§ EXERCISE OBJECTIVE
Copy out the entries below precisely; nothing is to be omitted.

§ INPUT FOR THIS TASK
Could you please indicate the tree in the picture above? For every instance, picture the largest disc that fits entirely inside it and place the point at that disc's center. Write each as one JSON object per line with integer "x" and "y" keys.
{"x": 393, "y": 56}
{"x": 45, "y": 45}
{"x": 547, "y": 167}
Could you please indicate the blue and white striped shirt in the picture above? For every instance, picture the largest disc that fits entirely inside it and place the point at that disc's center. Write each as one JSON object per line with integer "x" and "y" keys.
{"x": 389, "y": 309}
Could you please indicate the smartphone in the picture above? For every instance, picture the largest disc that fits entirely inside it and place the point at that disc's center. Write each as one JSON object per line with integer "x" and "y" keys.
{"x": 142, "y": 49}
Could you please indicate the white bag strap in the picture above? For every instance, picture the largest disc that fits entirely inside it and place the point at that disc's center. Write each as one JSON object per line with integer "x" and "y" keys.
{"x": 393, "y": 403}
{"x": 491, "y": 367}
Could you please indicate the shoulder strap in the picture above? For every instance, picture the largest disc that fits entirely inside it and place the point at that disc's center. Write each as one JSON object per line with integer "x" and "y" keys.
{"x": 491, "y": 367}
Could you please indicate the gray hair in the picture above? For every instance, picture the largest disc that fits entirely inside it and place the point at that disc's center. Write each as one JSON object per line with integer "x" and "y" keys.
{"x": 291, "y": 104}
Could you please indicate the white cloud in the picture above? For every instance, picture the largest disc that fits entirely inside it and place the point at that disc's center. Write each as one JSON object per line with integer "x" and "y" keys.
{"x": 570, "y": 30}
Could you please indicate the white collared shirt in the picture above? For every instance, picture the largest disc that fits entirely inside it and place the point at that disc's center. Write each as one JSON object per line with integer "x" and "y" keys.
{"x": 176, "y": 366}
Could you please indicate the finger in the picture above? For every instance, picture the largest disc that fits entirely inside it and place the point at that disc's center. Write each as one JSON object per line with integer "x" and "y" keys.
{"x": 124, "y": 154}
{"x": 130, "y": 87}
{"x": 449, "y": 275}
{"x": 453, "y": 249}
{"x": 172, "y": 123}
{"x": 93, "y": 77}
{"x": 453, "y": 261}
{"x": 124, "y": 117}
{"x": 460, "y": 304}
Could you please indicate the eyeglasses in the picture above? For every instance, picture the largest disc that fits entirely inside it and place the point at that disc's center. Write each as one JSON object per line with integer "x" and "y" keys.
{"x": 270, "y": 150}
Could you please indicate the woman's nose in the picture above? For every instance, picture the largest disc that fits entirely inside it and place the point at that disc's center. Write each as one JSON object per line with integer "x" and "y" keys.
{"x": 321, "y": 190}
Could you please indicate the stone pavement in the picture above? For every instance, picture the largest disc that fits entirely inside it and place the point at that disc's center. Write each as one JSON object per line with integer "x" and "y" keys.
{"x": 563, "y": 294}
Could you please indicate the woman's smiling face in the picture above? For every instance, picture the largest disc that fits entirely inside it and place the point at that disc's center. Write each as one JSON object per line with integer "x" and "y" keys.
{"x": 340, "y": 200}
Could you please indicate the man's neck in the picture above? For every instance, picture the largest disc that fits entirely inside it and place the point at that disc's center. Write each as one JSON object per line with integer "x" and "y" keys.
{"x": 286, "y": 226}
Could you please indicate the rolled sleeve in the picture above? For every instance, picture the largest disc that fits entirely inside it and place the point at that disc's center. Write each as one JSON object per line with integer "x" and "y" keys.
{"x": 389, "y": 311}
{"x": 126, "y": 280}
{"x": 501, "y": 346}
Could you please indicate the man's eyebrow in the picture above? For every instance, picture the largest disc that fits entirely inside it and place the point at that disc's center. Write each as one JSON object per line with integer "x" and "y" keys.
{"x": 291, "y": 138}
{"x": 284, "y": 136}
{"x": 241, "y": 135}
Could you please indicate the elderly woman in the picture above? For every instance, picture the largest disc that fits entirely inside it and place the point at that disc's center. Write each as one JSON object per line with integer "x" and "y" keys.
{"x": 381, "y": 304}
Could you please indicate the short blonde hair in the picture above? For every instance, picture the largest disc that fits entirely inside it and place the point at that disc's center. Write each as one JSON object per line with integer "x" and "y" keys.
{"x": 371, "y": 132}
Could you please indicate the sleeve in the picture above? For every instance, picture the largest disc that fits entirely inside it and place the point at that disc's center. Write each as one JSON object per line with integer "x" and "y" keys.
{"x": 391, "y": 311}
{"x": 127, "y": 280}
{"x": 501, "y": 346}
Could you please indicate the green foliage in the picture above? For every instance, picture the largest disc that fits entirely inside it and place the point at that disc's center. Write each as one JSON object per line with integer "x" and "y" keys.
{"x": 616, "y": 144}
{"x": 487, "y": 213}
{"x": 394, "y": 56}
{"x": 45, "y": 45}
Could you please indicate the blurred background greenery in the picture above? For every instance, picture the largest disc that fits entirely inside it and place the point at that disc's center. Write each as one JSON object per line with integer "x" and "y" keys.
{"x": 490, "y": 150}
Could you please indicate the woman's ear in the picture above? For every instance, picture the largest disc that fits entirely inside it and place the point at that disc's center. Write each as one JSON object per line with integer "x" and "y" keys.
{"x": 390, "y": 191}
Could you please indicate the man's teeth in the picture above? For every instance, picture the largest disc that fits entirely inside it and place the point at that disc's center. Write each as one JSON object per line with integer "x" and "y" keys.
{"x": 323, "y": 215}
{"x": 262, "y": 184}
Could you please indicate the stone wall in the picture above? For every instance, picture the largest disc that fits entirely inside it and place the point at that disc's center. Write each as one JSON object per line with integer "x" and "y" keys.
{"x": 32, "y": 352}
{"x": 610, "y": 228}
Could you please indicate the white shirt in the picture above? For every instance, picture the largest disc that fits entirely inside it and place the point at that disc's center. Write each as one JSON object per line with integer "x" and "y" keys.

§ EXERCISE SOLUTION
Could you please indicate the tree in the picture above? For every instance, picture the largest disc that fits entirely inside it and place the point at that disc's center. Write each as one JSON object per line with integer "x" and "y" keys.
{"x": 393, "y": 56}
{"x": 45, "y": 45}
{"x": 547, "y": 167}
Could you please indicate the blue and white striped shirt in the picture above? For every instance, picture the largest disc that fits entirely inside it and place the point at that disc's center. Write each as one JSON object per line with integer "x" and "y" keys.
{"x": 389, "y": 309}
Could you please indicate the smartphone in the picture above? For every instance, picture the largest disc that fits entirely inside it and place the point at that disc's center. Write each as one JSON object per line with integer "x" and "y" keys.
{"x": 142, "y": 49}
Could you please indicate the white bag strap in the picture above? For every instance, picture the largest disc that fits entirely inside it and place the point at that disc's center. Write each as one JSON object per line with integer "x" and "y" keys.
{"x": 393, "y": 403}
{"x": 491, "y": 367}
Could you please indicate the shoulder strap in the picture above? For every instance, picture the largest disc that fits entirely inside it and place the point at that disc's center. Write each as one JSON object per line with integer "x" and "y" keys.
{"x": 491, "y": 367}
Could you please indicate the gray hair in the picture above? For every instance, picture the largest disc that fits entirely inside it and place the point at that disc's center. Write each as one JSON object per line with integer "x" and "y" keys.
{"x": 291, "y": 104}
Could you please indicate the white cloud in the picture above? For every instance, picture the largest disc that fits entirely inside it and place the point at that disc's center. Write each as one JSON object per line with integer "x" and "y" keys.
{"x": 570, "y": 30}
Could you please indicate the white collared shirt in the picture above? For every instance, picture the largest disc that fits entirely inside it and place the point at that disc's center. Write each as one JSON object per line with integer "x" and "y" keys.
{"x": 176, "y": 366}
Could you please indicate the finger in the picture above? For every instance, picture the largest disc that fits entirely inside it and place the point at that disc's center. Write each as one JSON object per line with integer "x" and "y" keys.
{"x": 124, "y": 154}
{"x": 130, "y": 87}
{"x": 449, "y": 275}
{"x": 453, "y": 249}
{"x": 172, "y": 123}
{"x": 93, "y": 77}
{"x": 453, "y": 261}
{"x": 124, "y": 117}
{"x": 460, "y": 304}
Could you please indicate the eyeglasses in the picture above? For every instance, picture the largest disc that fits entirely inside it and place the point at that disc's center. Write each as one JSON object per line with integer "x" and "y" keys.
{"x": 270, "y": 150}
Could you please indicate the woman's nose in the picture above? For every instance, picture the largest disc that fits entirely inside it and place the point at that disc's center. Write each as one JSON object per line with integer "x" and "y" keys.
{"x": 321, "y": 190}
Could you please indicate the stone pavement in the picture above? For every instance, picture the largest disc that fits entirely inside it and place the point at that disc's center. Write each as one JSON object per line with integer "x" and "y" keys.
{"x": 563, "y": 294}
Could you please indicate the woman's smiling face in the picture above? For every instance, picture the largest disc that fits entirely inside it and place the point at that disc's center. Write each as one JSON object per line with integer "x" and "y" keys.
{"x": 340, "y": 200}
Could you please indicate the man's neck in the picture above? For every instance, picture the largest disc that fits entirely inside it and place the point at that disc's center. Write each as one JSON object per line with integer "x" and "y" keys.
{"x": 286, "y": 226}
Could you please indicate the rolled sleeve in the picture above? For every instance, picture the largest disc that fits entirely inside it and place the point at that disc's center. Write each as one JSON object per line with integer "x" and "y" keys.
{"x": 389, "y": 311}
{"x": 126, "y": 280}
{"x": 501, "y": 346}
Could you please indicate the man's eyebrow in the picture above? For every instance, picture the largest disc that fits entirely inside it and place the point at that disc's center. Write each as one JSON object per line with integer "x" and "y" keys.
{"x": 291, "y": 138}
{"x": 284, "y": 136}
{"x": 241, "y": 135}
Could you please indicate the elderly woman in the picture above? For every instance, picture the largest disc that fits entirely inside it and place the point at that disc's center. Write each as one JSON object per line with integer "x" and "y" keys.
{"x": 381, "y": 304}
Could you please indicate the short blonde hair in the picture above? For every instance, picture the largest disc that fits entirely inside it and place the point at that disc's center. Write each as one JSON object per line with integer "x" and "y" keys.
{"x": 371, "y": 132}
Could you please indicate the sleeve in the picture above? For every instance, picture the largest disc that fits entirely inside it and place the point at that disc's center. Write each as one JSON object per line with integer "x" and "y" keys.
{"x": 391, "y": 311}
{"x": 127, "y": 280}
{"x": 501, "y": 346}
Could you please indicate the green foliage in the picture above? For every instance, picture the largest disc that fits entirely inside it and place the point at that disc's center. Write each as one JSON object per line with integer "x" and "y" keys.
{"x": 616, "y": 144}
{"x": 487, "y": 213}
{"x": 394, "y": 56}
{"x": 45, "y": 45}
Could you please indicate the blurred background greenery in the picture above? For every instance, picture the largest disc that fits entirely inside it and place the point at that disc's center. Write each as one JSON object per line with integer "x" and "y" keys.
{"x": 490, "y": 150}
Could you please indicate the woman's ear in the picture above? For every instance, picture the largest disc that fits entirely inside it and place the point at that disc's center. Write each as one JSON object per line with integer "x" and "y" keys.
{"x": 390, "y": 191}
Could you please indicate the man's teeth in the picture above? For every instance, picture the largest disc that fits entirely inside it and place the point at that disc's center. Write each as one JSON object per line with integer "x" and "y" keys.
{"x": 323, "y": 215}
{"x": 262, "y": 184}
Could you please indicate the stone wall in the picture above? For every instance, picture the largest disc that fits entirely inside it and place the point at that disc's center. Write each as one JSON object per line with integer "x" and "y" keys.
{"x": 32, "y": 352}
{"x": 610, "y": 228}
Could you please indicate the white shirt in the picture above? For every instance, picture the largest disc that fits entirely inside it and place the point at that disc's center. Write each as one JSON object per line with integer "x" and "y" keys.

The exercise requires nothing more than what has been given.